» WHAT THE TASK REQUIRES
Copy out every line of the listing below without any changes.
═════ DATA SECTION
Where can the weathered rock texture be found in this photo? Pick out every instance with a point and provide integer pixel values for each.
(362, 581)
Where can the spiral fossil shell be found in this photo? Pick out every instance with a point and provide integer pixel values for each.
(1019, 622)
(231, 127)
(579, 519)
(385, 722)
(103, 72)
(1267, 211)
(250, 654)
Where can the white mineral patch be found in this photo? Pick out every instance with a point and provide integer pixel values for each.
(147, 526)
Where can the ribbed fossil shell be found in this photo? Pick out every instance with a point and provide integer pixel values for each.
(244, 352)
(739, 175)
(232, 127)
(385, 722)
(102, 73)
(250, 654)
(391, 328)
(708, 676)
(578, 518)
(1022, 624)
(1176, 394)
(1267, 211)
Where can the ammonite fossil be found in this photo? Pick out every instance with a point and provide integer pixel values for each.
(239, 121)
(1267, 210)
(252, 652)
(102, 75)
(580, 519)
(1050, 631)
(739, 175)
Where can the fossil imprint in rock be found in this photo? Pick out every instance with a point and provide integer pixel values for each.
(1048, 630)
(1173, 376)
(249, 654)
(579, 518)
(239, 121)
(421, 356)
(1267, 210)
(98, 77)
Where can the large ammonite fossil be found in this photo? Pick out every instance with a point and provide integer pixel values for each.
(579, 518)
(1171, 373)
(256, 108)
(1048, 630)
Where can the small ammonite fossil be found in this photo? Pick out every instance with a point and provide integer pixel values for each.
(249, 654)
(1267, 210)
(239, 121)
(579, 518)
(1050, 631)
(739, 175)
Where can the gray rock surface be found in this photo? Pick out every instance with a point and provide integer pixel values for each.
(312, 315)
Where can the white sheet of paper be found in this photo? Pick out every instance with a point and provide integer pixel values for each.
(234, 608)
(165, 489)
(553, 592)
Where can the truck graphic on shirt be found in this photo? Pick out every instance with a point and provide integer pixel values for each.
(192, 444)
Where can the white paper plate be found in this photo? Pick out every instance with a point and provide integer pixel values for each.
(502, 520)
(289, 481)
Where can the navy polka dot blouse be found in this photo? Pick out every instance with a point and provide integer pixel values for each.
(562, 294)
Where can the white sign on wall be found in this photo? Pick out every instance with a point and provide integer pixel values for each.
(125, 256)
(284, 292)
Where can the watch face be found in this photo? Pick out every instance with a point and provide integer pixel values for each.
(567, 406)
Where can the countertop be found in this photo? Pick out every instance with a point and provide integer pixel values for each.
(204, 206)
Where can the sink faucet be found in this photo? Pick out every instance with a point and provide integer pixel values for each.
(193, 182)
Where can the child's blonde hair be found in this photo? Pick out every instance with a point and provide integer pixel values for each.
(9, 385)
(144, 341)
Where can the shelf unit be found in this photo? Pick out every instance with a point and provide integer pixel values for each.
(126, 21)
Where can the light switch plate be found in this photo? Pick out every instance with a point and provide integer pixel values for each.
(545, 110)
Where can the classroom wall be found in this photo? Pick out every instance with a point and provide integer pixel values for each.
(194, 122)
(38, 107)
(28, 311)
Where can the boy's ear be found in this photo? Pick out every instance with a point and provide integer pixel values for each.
══════════
» CORRECT ANSWER
Where can the weathered rock texture be found in this photo? Pick out every instance with a point and provide integer pixel values for each.
(362, 581)
Where can the spiral fossil shell be found in this photo? Pick out every instance with a point and provide integer pixel values for each.
(1019, 622)
(231, 127)
(579, 519)
(385, 722)
(103, 72)
(1267, 211)
(250, 654)
Where can the white mineral patch be found in this photo? Pick out every instance with a point and provide integer pixel values for each.
(147, 526)
Where can the ribbed fossil shell be found in this photo? Pick out every instance with a point and provide integer pixel values for each.
(244, 352)
(739, 175)
(232, 127)
(385, 722)
(102, 73)
(250, 654)
(391, 328)
(708, 676)
(578, 518)
(1022, 624)
(1176, 394)
(1267, 211)
Where can the ammonite fossil be found in this photo? Pick out every instance with a point and provide integer pixel values for each.
(239, 121)
(1267, 210)
(252, 652)
(102, 75)
(580, 519)
(1050, 631)
(739, 175)
Where can the fossil imprint in rock be found in this photo? Pick out every instance with a point and provide integer pixel values for each.
(1048, 630)
(1173, 376)
(249, 654)
(579, 518)
(239, 121)
(421, 356)
(1267, 210)
(98, 77)
Where can the large ammonite fossil be found in this photo? Pick out every instance with a point and provide integer pixel values for each.
(579, 518)
(1171, 373)
(256, 108)
(1048, 630)
Where can the small ammonite fossil be found in this photo? Pick out every instance with a point and provide integer pixel values for each.
(249, 654)
(1267, 210)
(239, 121)
(579, 518)
(1050, 631)
(739, 175)
Where can the gray rock surface be found in this photo? Pick out every instance with a point and provide integer pixel values for each.
(312, 315)
Where can the white sheet of paper be found in this photo? Pick out every instance with a point and provide integer pixel values for each.
(234, 608)
(165, 489)
(553, 592)
Where can the truck graphic on shirt be found in this photo? Pick out every instance with a point and provide integer pixel values for each.
(192, 444)
Where can the white paper plate be found in this photo? Pick out every instance with a point and provide integer pixel values for each.
(502, 520)
(289, 481)
Where can the navy polka dot blouse be found in this photo? Pick out every instance with a point and provide integer pixel values for each.
(562, 294)
Where can the white sign on wall be found in this photo? Pick out every instance with a point and provide integer pixel values for each.
(125, 256)
(284, 292)
Where can the watch face be found in this photo? Pick out every instance with a point and provide integer pixel values for each.
(567, 406)
Where can the countertop be found in this photo? Pick out every instance with a point and provide integer pixel values for each.
(204, 206)
Where can the sink faucet be found in this photo? Pick out every instance with a point and provide integer pixel values for each.
(193, 182)
Where can the child's blonde hair be found in this photo? Pick out every instance with a point and provide integer pixel values for each.
(9, 385)
(144, 341)
Where can the shelf unit be found in this photo? Pick out every instance with a point and provide integer pixel values for each.
(126, 21)
Where can the light switch plate be found in this photo? Pick out every instance with a point and provide integer pixel values for each.
(545, 110)
Where can the classroom wall be found in this photo? Pick out every instance with a point and provide integer pixel values for each.
(194, 122)
(38, 107)
(28, 311)
Where can the boy's ear be found in this photo? Pick out every instance with a point and provide integer pixel values for each.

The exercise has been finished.